[Some entries]
####
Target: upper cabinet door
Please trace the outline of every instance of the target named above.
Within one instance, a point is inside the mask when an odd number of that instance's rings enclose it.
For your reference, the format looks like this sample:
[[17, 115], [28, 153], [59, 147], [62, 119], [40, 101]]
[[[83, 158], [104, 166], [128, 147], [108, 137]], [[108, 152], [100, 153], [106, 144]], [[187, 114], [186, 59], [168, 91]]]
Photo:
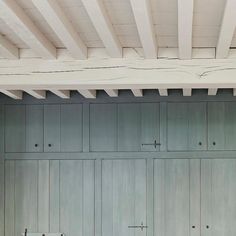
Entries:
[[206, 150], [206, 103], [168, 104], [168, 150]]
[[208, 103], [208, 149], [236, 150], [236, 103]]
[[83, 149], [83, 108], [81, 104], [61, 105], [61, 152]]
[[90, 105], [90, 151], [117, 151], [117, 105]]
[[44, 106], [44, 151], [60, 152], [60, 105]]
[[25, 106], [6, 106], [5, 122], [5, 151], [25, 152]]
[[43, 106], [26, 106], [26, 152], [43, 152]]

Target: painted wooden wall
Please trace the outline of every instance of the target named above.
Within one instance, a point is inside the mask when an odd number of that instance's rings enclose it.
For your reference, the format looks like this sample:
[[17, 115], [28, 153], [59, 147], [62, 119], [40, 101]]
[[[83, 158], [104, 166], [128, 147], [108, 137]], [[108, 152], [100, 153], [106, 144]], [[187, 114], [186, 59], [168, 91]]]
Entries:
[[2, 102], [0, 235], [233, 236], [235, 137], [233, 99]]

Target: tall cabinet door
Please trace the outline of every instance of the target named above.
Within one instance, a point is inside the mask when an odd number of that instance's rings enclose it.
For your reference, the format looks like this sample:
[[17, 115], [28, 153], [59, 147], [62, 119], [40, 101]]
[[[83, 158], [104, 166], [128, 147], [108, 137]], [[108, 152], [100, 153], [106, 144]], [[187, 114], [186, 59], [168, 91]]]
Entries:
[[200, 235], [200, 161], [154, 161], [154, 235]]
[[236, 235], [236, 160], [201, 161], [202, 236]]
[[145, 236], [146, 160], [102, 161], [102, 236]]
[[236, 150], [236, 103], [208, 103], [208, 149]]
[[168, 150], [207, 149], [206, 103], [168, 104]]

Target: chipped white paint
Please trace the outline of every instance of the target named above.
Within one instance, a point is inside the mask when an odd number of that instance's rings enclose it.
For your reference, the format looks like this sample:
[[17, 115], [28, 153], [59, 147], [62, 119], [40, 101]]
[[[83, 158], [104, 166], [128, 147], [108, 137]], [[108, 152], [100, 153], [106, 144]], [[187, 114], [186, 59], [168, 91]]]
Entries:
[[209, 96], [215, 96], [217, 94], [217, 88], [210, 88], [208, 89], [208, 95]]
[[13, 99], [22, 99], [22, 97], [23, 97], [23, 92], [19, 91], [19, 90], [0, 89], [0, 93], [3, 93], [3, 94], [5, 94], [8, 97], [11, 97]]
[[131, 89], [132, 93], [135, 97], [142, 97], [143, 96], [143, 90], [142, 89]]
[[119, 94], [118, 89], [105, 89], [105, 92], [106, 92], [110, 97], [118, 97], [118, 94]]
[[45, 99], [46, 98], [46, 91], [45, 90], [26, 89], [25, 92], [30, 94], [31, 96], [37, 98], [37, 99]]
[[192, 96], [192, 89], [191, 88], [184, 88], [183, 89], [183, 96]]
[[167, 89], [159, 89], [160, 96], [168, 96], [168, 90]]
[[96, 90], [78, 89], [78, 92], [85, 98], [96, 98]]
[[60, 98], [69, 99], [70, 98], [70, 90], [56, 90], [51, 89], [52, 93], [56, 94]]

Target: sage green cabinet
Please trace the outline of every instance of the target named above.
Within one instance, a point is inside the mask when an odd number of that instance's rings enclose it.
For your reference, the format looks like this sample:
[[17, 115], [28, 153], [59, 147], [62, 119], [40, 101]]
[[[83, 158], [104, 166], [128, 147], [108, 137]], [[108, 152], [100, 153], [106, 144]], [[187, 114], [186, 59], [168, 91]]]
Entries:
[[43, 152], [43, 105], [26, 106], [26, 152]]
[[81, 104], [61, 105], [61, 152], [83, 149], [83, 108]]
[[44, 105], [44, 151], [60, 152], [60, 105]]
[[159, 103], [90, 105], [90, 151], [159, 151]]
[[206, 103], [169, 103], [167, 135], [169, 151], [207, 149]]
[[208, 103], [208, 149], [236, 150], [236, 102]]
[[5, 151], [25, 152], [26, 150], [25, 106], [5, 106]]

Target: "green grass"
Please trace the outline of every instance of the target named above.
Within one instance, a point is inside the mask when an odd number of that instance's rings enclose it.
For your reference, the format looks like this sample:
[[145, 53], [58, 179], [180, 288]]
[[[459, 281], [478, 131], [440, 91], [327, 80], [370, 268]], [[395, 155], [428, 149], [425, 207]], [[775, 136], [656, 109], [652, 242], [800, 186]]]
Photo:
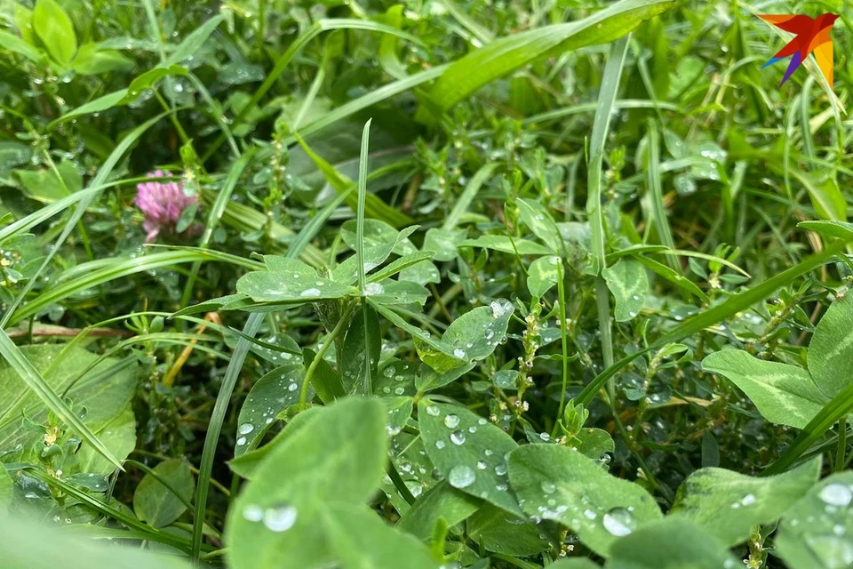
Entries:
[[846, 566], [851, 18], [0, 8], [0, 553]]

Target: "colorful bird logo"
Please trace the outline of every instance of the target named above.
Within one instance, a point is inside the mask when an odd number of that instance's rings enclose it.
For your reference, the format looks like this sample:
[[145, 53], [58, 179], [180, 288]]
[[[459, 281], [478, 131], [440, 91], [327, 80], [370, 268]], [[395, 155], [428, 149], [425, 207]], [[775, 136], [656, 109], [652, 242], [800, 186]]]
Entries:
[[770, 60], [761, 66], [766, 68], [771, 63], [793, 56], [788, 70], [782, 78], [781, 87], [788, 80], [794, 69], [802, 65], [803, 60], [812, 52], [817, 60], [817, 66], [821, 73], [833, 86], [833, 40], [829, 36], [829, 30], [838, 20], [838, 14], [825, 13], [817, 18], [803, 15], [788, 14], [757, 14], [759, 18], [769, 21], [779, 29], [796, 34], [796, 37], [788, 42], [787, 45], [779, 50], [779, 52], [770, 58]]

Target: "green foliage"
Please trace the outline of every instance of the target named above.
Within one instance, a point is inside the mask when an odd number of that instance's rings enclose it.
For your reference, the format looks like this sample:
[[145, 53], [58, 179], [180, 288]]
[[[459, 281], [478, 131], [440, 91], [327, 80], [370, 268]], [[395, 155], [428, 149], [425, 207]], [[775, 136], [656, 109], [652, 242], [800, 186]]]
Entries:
####
▸ **Request**:
Copy the entries above word for word, leaving out the pictures.

▸ **Response to the exercise**:
Target: upper cabinet door
Please trace the outline of every instance of the target named above.
Within one instance, a point is inside the mask when an odd number of that instance's rings enclose it.
For your reference, the format looks like this sample:
[[17, 115], [28, 153], [59, 147], [62, 119], [40, 101]]
[[[83, 158], [104, 166], [128, 147], [108, 137]], [[108, 152], [100, 153], [106, 144]], [[187, 114], [186, 59], [168, 91]]]
Photo:
Entries:
[[206, 150], [206, 103], [168, 104], [168, 150]]
[[208, 103], [208, 149], [236, 150], [236, 103]]
[[83, 149], [83, 108], [81, 104], [61, 105], [61, 152]]
[[90, 105], [90, 151], [117, 151], [117, 105]]
[[44, 106], [44, 151], [60, 152], [60, 105]]
[[25, 106], [6, 106], [5, 122], [5, 151], [25, 152]]
[[43, 106], [26, 106], [26, 152], [43, 152]]

Target: painted wooden wall
Please trace the outline of every instance of the target named above.
Within one instance, a point is inside the mask when an odd number of that instance's rings enclose it.
For your reference, the format looks like this sample:
[[17, 115], [28, 153], [59, 147], [62, 119], [40, 101]]
[[[83, 158], [104, 166], [128, 147], [108, 137]], [[108, 152], [100, 153], [106, 144]], [[187, 114], [186, 59], [168, 91]]]
Entries:
[[2, 102], [0, 235], [233, 236], [235, 137], [233, 99]]

Target: tall cabinet door
Please trace the outline of every instance of the target named above.
Within one instance, a point is inside the mask when an odd number of that instance's rings enclose it.
For your reference, the format looks like this sample:
[[17, 115], [28, 153], [59, 147], [62, 119], [40, 101]]
[[[83, 158], [104, 166], [128, 147], [108, 137]], [[108, 152], [100, 153], [106, 144]], [[187, 114], [186, 59], [168, 91]]]
Entries:
[[200, 235], [200, 161], [154, 161], [154, 235]]
[[236, 235], [236, 160], [201, 161], [202, 236]]
[[145, 236], [146, 160], [102, 161], [102, 236]]
[[236, 150], [236, 103], [208, 103], [208, 149]]
[[168, 150], [207, 149], [206, 103], [168, 104]]

Target: chipped white paint
Please trace the outline of every instance of the target named above.
Within one instance, a point is inside the mask when an odd number of that instance's rings enclose it.
For your reference, the format looks like this sample:
[[17, 115], [28, 153], [59, 147], [62, 119], [40, 101]]
[[[83, 158], [104, 166], [128, 147], [108, 137]], [[108, 152], [100, 153], [106, 144]], [[187, 114], [186, 59], [168, 91]]]
Entries:
[[209, 96], [215, 96], [217, 94], [217, 88], [210, 88], [208, 89], [208, 95]]
[[13, 99], [22, 99], [22, 97], [23, 97], [23, 92], [19, 91], [19, 90], [0, 89], [0, 93], [3, 93], [3, 94], [5, 94], [8, 97], [11, 97]]
[[131, 89], [132, 93], [135, 97], [142, 97], [143, 96], [143, 90], [142, 89]]
[[119, 94], [118, 89], [105, 89], [105, 92], [106, 92], [110, 97], [118, 97], [118, 94]]
[[45, 99], [46, 98], [46, 91], [45, 90], [26, 89], [25, 92], [30, 94], [31, 96], [37, 98], [37, 99]]
[[192, 96], [192, 89], [191, 88], [184, 88], [183, 89], [183, 96]]
[[167, 89], [159, 89], [160, 96], [168, 96], [168, 90]]
[[96, 90], [78, 89], [78, 92], [85, 98], [96, 98]]
[[60, 98], [69, 99], [70, 98], [70, 90], [56, 90], [51, 89], [52, 93], [56, 94]]

Target: sage green cabinet
Please trace the outline of every instance of the target named above.
Within one instance, a point is inside the mask when an odd number of that instance's rings enclose it.
For your reference, the format looks like this sample:
[[17, 115], [28, 153], [59, 147], [62, 119], [40, 101]]
[[[83, 158], [104, 166], [128, 147], [108, 137]], [[108, 152], [100, 153], [106, 144]], [[187, 114], [186, 59], [168, 91]]]
Entries:
[[43, 152], [43, 105], [26, 106], [26, 152]]
[[81, 104], [61, 105], [61, 152], [83, 149], [83, 108]]
[[44, 105], [44, 151], [60, 152], [60, 105]]
[[159, 103], [90, 105], [90, 151], [159, 151]]
[[206, 103], [169, 103], [167, 135], [169, 151], [207, 149]]
[[208, 103], [208, 149], [236, 150], [236, 102]]
[[5, 151], [25, 152], [26, 150], [25, 106], [5, 106]]

Target: "green grass"
Please trace the outline of every instance of the target named above.
Within one instance, a point is inside the mask when an odd number of that instance's rings enclose it.
For your reference, the format looks like this sample:
[[145, 53], [58, 179], [180, 288]]
[[[459, 281], [478, 131], [440, 91], [327, 80], [370, 268]], [[395, 155], [428, 149], [425, 207]], [[775, 136], [656, 109], [652, 242], [800, 186]]]
Photo:
Entries:
[[846, 566], [851, 18], [0, 8], [0, 553]]

Target: "colorful bird logo"
Please trace the outline of every instance of the target named above.
Within one instance, a point is inside the mask when an odd number of that instance's rings enclose it.
For your reference, the format looks like this sample:
[[145, 53], [58, 179], [180, 288]]
[[[459, 281], [478, 131], [440, 91], [327, 80], [370, 268]], [[395, 155], [428, 149], [425, 207]], [[775, 136], [656, 109], [652, 242], [800, 186]]]
Entries:
[[770, 60], [761, 66], [766, 68], [771, 63], [793, 56], [788, 70], [782, 78], [781, 87], [788, 80], [794, 69], [802, 65], [803, 60], [812, 52], [817, 60], [817, 66], [821, 73], [833, 86], [833, 40], [829, 36], [829, 30], [838, 20], [838, 14], [825, 13], [817, 18], [803, 15], [788, 14], [757, 14], [759, 18], [769, 21], [779, 29], [796, 34], [796, 37], [788, 42], [787, 45], [779, 50], [779, 52], [770, 58]]

Target: "green foliage"
Please trace the outline of every instance of the target named above.
Within one instance, a point is inside the mask when an odd number of that instance's rings enclose it.
For your reference, the format looks like this sample:
[[145, 53], [58, 179], [180, 288]]
[[[459, 281], [478, 131], [440, 91], [327, 80], [370, 268]], [[395, 155], [428, 149], [425, 207]], [[775, 136], [656, 109], [652, 242], [800, 186]]]
Entries:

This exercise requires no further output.